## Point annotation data
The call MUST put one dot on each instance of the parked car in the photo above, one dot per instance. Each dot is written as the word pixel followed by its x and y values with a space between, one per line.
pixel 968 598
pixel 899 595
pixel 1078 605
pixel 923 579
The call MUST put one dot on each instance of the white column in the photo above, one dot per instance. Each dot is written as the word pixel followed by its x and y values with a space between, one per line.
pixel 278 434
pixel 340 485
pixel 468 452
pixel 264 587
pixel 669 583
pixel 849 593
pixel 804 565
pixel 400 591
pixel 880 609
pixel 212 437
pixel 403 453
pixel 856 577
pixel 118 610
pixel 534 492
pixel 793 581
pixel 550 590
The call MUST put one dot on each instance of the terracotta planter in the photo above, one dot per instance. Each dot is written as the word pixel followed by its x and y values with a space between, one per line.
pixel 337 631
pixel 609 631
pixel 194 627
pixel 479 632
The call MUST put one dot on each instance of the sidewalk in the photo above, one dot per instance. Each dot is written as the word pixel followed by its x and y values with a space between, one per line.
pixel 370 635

## Given task
Could you copy, word for word, the lines of the material above, from its very first line through the line containing "pixel 1078 605", with both of those lines included?

## The completed task
The call MUST put one dot on each instance of the parked car in the photo above, one dot per instance. Each dot is written as the word pixel followed by its x and y values with a space between, one per line.
pixel 968 598
pixel 899 595
pixel 1078 605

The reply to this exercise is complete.